McGibbon’s account is bolstered by access to McIntosh’s papers, among others, giving fresh insights into New Zealand’s attitudes to significant events such as the partition of Palestine, the Korean War, and the Anglo-French-Israeli seizure of the Suez Canal. The opinions of officials often clashed with those of politicians, who held pro-British sympathies long after the diplomats had moved on to supporting US views.

By 1963, the Department of External Affairs had risen in status and power as New Zealand grappled with the implications of the UK joining the European Common Market and negotiated the Nafta with Australia. The department, which became a ministry in 1970, then had a staff of 260 compared with 30 in the PM’s office.

Norman Kirk’s election to power was partly based on foreign policy issues.

The political pendulum moved again with the election of Norman Kirk in 1972. Labour Party members were fired up by opposition to the Vietnam War, apartheid in South Africa, and nuclear weapons.  Foreign policy was, and still is, a strong motivating force on the anti-capitalist Left. The department was under pressure to change direction. Major milestones included the recognition of communist China and a show of military force against French testing in the Pacific.

McGibbon discloses that Frank Corner, a senior diplomat who headed both external affairs and the PM’s office until their separation in 1975, had suggested such an action years earlier. It had been rejected but was taken up enthusiastically by the Kirk government.

David Lange with rugby officials when African nations threatened sports boycotts. Chris Laidlaw, at left, headed a short-lived embassy at Harare, Zimbabwe. Photo: Ian McGibbon.

Elite ‘mandarins’

The 1980s found the diplomats at odds with Sir Robert Muldoon and Lange, both populists who considered the service as elitist ‘mandarins’. The habit of politicians denigrating the foreign service did not stop them from using it to reward their kind. Prime Ministers such as Sir Wallace (Bill) Rowling and Jim Bolger became ambassadors or high commissioners and the practice continues to this day. A talented exception was Mike Moore becoming head of the World Trade Organisation.

Bill Rowling was among prime ministers who accepted diplomatic posts. Here he is at a promotional pavilion in the US. Photo: Ian McGibbon.

Despite these differences, the ministry thrived as overseas posts extended to all points of the globe, often without sufficient economic benefits to justify them. The name underwent a further change, after absorbing the trade commissioner network from the quasi-autonomous NZ Trade and Enterprise in 1988.

Meanwhile, the service had been kept busy by the Rainbow Warrior sinking, in which the French used a threatened trade boycott to free the agents responsible; the Fiji coups that toppled a democratic government; and sporting boycotts from African nations over New Zealand’s rugby ties with South Africa.

Incident-filled chapters on these and many other events are contributed by Diana Morrow, Steven Loveridge, and Hamish McDougall. In his account of the efforts put into gaining access for primary commodities into protected economies, McDougall observes this could have been at the expense of broadening or deepening other diplomatic ties.

Joanna Spratt and Anita Parkins describe the past three decades as the service reaching maturity, with no formal ties to the PM’s office or even having a prime minister in control of the portfolio, though Helen Clark had a long-standing interest in foreign policy.

Exercises –
**a)** Could you copy the passage on New Zealand's foreign service word for word, starting with "Elite ‘mandarins’" and going on through "World Trade Organisation."?
**b)** Can you continue the passage on New Zealand's foreign service from the point where it stops?

Entries –
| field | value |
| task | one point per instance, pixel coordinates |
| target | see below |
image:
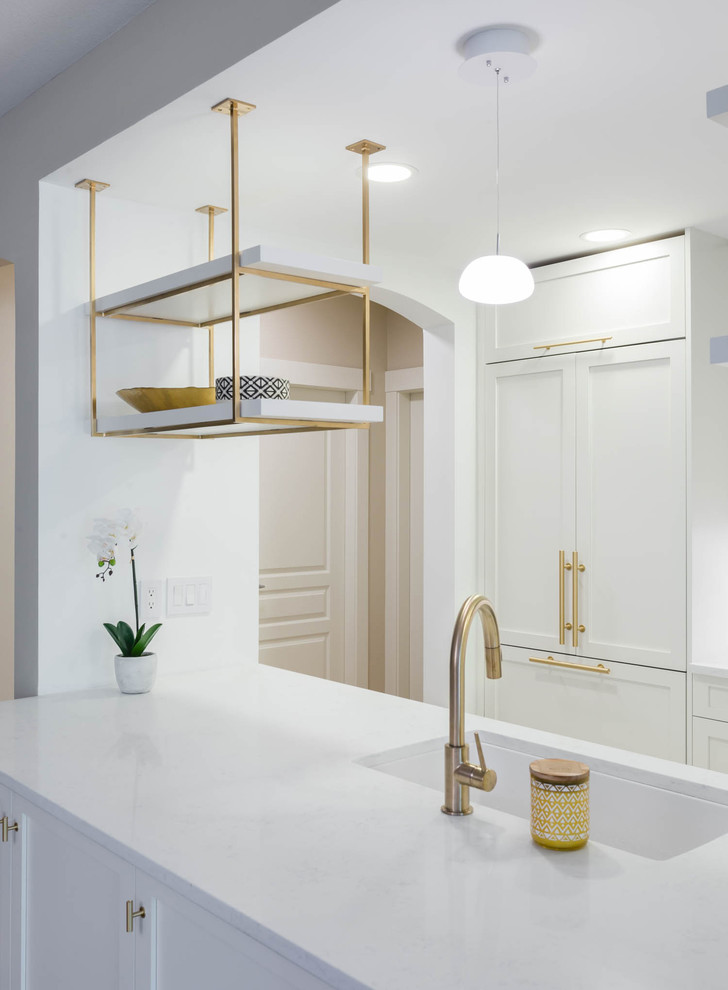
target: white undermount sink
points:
(639, 815)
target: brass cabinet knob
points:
(7, 828)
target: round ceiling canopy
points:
(492, 49)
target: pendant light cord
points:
(497, 161)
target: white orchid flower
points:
(109, 534)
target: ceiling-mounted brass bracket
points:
(366, 147)
(211, 210)
(240, 106)
(92, 184)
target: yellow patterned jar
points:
(560, 803)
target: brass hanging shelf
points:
(257, 280)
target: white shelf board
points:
(211, 302)
(202, 416)
(719, 350)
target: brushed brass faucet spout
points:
(460, 774)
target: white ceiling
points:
(40, 38)
(611, 131)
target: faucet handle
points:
(489, 776)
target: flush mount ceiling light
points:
(496, 57)
(606, 236)
(390, 172)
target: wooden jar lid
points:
(559, 771)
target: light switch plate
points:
(189, 596)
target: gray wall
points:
(164, 52)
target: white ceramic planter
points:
(136, 675)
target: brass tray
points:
(157, 399)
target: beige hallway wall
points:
(330, 333)
(7, 478)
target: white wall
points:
(7, 477)
(196, 499)
(161, 54)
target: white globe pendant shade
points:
(496, 279)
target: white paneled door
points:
(630, 530)
(586, 455)
(6, 849)
(530, 492)
(303, 504)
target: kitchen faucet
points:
(460, 775)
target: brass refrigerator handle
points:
(563, 625)
(572, 343)
(577, 569)
(599, 669)
(131, 914)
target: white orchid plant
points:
(109, 537)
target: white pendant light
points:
(496, 279)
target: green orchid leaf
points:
(111, 630)
(146, 639)
(126, 634)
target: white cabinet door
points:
(630, 498)
(710, 744)
(630, 295)
(6, 849)
(530, 490)
(182, 947)
(69, 909)
(634, 708)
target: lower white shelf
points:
(209, 420)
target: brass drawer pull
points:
(131, 914)
(572, 343)
(599, 669)
(7, 828)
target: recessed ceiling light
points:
(389, 171)
(605, 236)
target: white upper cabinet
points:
(530, 453)
(630, 295)
(630, 503)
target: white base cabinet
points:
(63, 922)
(710, 744)
(636, 708)
(710, 722)
(69, 897)
(5, 893)
(181, 946)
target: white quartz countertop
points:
(241, 790)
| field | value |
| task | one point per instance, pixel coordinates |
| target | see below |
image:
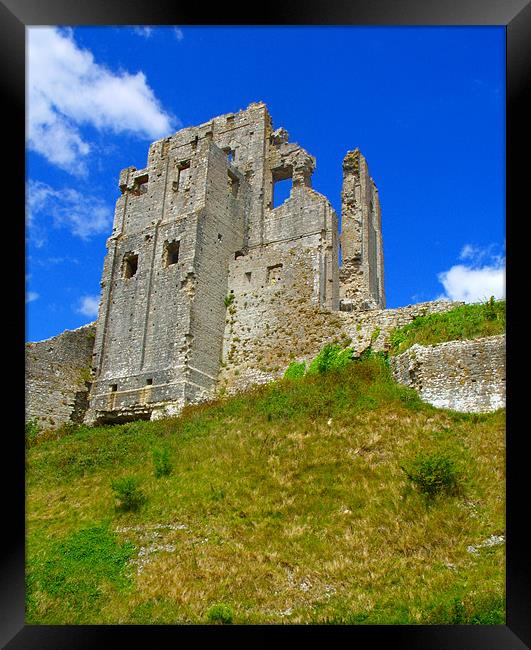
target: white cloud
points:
(143, 30)
(84, 215)
(68, 89)
(88, 306)
(477, 282)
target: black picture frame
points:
(515, 16)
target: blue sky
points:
(424, 104)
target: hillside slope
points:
(287, 504)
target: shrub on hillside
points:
(331, 357)
(128, 492)
(31, 430)
(433, 474)
(221, 614)
(161, 462)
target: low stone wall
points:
(266, 331)
(57, 375)
(464, 376)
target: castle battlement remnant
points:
(211, 285)
(198, 227)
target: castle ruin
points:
(198, 226)
(210, 286)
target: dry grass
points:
(287, 504)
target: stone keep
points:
(197, 229)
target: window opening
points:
(281, 191)
(234, 184)
(273, 274)
(231, 154)
(130, 265)
(171, 252)
(140, 184)
(183, 177)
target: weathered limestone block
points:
(58, 376)
(464, 376)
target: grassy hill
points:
(337, 497)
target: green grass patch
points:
(286, 504)
(75, 575)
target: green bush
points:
(229, 299)
(128, 492)
(295, 370)
(161, 462)
(32, 430)
(331, 357)
(221, 614)
(433, 474)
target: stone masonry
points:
(209, 287)
(460, 375)
(58, 377)
(196, 227)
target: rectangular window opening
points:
(171, 252)
(130, 265)
(234, 184)
(140, 184)
(231, 154)
(281, 191)
(183, 177)
(274, 274)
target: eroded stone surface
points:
(464, 376)
(210, 287)
(58, 377)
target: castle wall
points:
(460, 375)
(362, 273)
(208, 287)
(57, 372)
(271, 325)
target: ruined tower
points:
(361, 275)
(196, 229)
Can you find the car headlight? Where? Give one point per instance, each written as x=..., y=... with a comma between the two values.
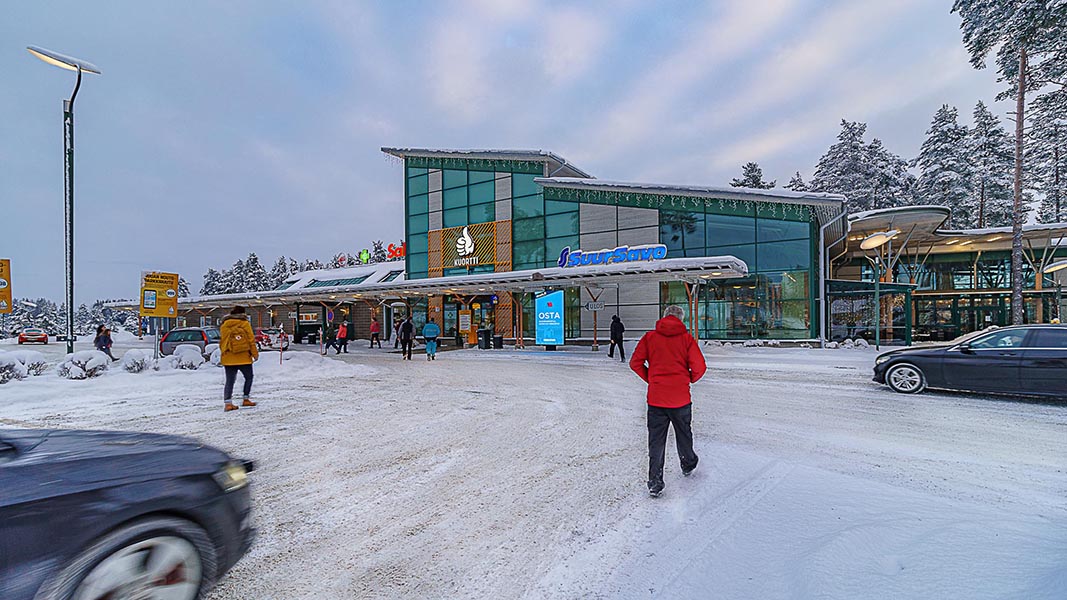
x=232, y=477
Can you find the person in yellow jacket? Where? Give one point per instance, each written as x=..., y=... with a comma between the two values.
x=238, y=348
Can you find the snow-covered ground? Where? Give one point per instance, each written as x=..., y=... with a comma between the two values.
x=505, y=474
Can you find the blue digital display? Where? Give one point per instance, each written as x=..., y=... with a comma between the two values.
x=550, y=318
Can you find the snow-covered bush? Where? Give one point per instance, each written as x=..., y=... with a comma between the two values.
x=136, y=361
x=11, y=368
x=83, y=365
x=32, y=360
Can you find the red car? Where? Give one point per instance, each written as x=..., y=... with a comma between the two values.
x=33, y=335
x=271, y=338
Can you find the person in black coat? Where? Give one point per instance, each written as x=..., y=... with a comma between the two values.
x=617, y=331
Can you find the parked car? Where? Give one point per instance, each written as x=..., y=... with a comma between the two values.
x=108, y=515
x=33, y=335
x=192, y=335
x=271, y=337
x=1023, y=360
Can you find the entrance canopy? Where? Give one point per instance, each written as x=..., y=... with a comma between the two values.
x=690, y=269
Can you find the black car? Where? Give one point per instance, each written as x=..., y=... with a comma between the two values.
x=1024, y=360
x=109, y=515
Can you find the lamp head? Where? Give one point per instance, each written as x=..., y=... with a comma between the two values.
x=62, y=61
x=878, y=239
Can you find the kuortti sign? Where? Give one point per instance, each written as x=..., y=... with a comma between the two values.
x=612, y=255
x=548, y=318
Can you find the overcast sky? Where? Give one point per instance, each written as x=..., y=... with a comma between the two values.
x=220, y=128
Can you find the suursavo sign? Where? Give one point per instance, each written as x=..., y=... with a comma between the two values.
x=607, y=256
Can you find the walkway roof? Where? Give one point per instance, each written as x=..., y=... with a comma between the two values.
x=557, y=164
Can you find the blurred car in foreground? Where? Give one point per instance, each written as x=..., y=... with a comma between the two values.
x=191, y=335
x=271, y=338
x=110, y=515
x=33, y=335
x=1023, y=360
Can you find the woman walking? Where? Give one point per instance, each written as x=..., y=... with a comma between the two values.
x=239, y=351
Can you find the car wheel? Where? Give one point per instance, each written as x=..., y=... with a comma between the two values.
x=156, y=557
x=906, y=378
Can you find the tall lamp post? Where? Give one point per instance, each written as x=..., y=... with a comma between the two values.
x=80, y=66
x=1051, y=269
x=873, y=241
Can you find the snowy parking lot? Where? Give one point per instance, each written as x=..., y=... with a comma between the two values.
x=521, y=474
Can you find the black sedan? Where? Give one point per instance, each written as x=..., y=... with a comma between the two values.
x=1024, y=360
x=109, y=515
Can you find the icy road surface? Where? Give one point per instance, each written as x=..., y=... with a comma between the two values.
x=503, y=474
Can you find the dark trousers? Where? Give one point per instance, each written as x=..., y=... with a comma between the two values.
x=232, y=378
x=659, y=421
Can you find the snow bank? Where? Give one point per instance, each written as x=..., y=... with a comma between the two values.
x=83, y=364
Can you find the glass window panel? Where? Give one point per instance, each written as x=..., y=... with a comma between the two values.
x=529, y=206
x=526, y=230
x=522, y=184
x=481, y=212
x=417, y=263
x=418, y=223
x=768, y=230
x=454, y=178
x=482, y=192
x=557, y=206
x=725, y=230
x=454, y=217
x=478, y=176
x=528, y=253
x=416, y=243
x=784, y=255
x=564, y=224
x=455, y=198
x=418, y=204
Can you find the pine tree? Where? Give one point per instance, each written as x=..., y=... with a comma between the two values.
x=1028, y=36
x=945, y=172
x=255, y=275
x=991, y=157
x=751, y=176
x=212, y=283
x=796, y=184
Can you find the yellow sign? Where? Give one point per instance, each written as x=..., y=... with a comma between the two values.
x=5, y=300
x=159, y=295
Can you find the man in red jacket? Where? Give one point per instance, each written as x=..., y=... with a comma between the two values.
x=669, y=360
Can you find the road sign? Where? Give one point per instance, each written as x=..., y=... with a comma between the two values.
x=5, y=296
x=159, y=295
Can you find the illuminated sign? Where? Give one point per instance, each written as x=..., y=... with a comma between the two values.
x=608, y=256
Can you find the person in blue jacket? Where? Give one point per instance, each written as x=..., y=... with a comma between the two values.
x=430, y=332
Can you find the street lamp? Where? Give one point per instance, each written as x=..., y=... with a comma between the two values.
x=80, y=66
x=873, y=241
x=1051, y=269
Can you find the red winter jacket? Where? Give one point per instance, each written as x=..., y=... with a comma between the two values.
x=674, y=361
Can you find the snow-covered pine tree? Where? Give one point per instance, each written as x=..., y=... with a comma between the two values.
x=378, y=254
x=751, y=176
x=891, y=184
x=796, y=184
x=944, y=175
x=279, y=272
x=989, y=148
x=212, y=283
x=1028, y=36
x=845, y=168
x=255, y=275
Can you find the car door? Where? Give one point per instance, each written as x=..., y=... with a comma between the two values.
x=1044, y=365
x=986, y=363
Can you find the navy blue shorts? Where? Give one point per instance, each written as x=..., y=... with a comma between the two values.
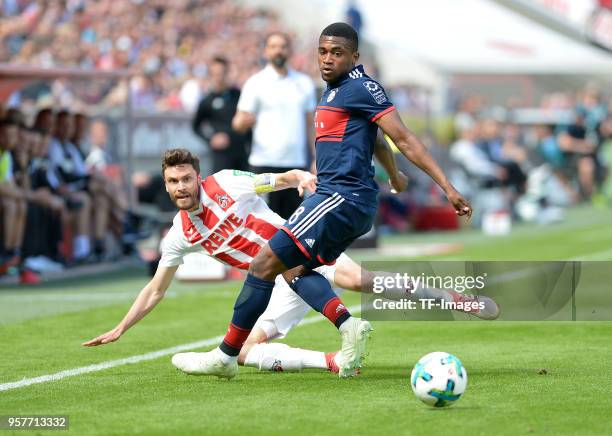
x=321, y=229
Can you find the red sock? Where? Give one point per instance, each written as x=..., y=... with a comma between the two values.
x=335, y=311
x=234, y=339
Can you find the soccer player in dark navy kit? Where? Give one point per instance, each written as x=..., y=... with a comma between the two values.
x=351, y=110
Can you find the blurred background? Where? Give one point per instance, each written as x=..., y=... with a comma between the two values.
x=513, y=97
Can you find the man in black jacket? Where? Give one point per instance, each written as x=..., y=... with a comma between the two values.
x=213, y=120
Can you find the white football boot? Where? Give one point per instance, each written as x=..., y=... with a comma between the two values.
x=355, y=333
x=209, y=363
x=488, y=309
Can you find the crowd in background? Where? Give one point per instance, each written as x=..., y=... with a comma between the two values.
x=58, y=203
x=60, y=198
x=164, y=44
x=528, y=167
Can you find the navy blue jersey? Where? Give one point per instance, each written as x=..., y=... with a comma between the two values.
x=346, y=131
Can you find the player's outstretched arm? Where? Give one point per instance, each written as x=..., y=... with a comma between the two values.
x=302, y=180
x=147, y=299
x=417, y=153
x=384, y=155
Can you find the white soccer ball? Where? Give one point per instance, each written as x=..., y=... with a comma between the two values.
x=438, y=379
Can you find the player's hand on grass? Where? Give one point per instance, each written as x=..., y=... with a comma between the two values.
x=461, y=205
x=398, y=183
x=105, y=338
x=307, y=182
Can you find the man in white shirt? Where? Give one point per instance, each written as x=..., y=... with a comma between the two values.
x=278, y=103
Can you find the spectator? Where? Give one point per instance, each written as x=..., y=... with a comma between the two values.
x=550, y=149
x=213, y=120
x=579, y=151
x=492, y=144
x=160, y=40
x=474, y=161
x=14, y=205
x=278, y=103
x=68, y=173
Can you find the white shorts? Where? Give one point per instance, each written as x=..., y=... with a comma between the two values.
x=286, y=308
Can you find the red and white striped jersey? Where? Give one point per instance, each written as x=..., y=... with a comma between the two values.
x=231, y=224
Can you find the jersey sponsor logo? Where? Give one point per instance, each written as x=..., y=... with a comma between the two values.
x=375, y=91
x=242, y=173
x=222, y=200
x=216, y=193
x=221, y=233
x=355, y=74
x=332, y=94
x=330, y=123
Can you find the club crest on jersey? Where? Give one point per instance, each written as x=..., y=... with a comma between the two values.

Expected responses –
**a)**
Elite ‘mandarins’

The 1980s found the diplomats at odds with Sir Robert Muldoon and Lange, both populists who considered the service as elitist ‘mandarins’. The habit of politicians denigrating the foreign service did not stop them from using it to reward their kind. Prime Ministers such as Sir Wallace (Bill) Rowling and Jim Bolger became ambassadors or high commissioners and the practice continues to this day. A talented exception was Mike Moore becoming head of the World Trade Organisation.

**b)**
New Zealand's Foreign Service, edited by Ian McGibbon. Publishing date: August 11.

Expanding footprint

The 9/11 attacks and spread of terrorism ensured the diplomatic world remained in turmoil but it was New Zealand’s economic prosperity in this century that enabled the ministry to keep expanding its footprint, particularly when Winston Peters, in two coalition terms with Labour, used his MMP leverage to extract bigger budgets. His first term as minister (2005-08) was outside the Cabinet, the first time the ministry had no direct access to the top decision-makers.

Harder times came in 2008 with National’s minister, Murray McCully, who was angry at a vote against Israel at the UN in defiance of the new government’s policy. He then unleashed what Spratt describes as a “revolution” under John Allen, its first outside chief executive.

The effort to change a culture variously described as “overly hierarchical,” that “stifled innovation” and was “risk averse” proved a disaster, with fears a fifth of its staff would lose their jobs in a reshuffle. Ten years later, and three years after Allen’s departure, MFAT employed nearly 1700, half of them in 60 overseas posts.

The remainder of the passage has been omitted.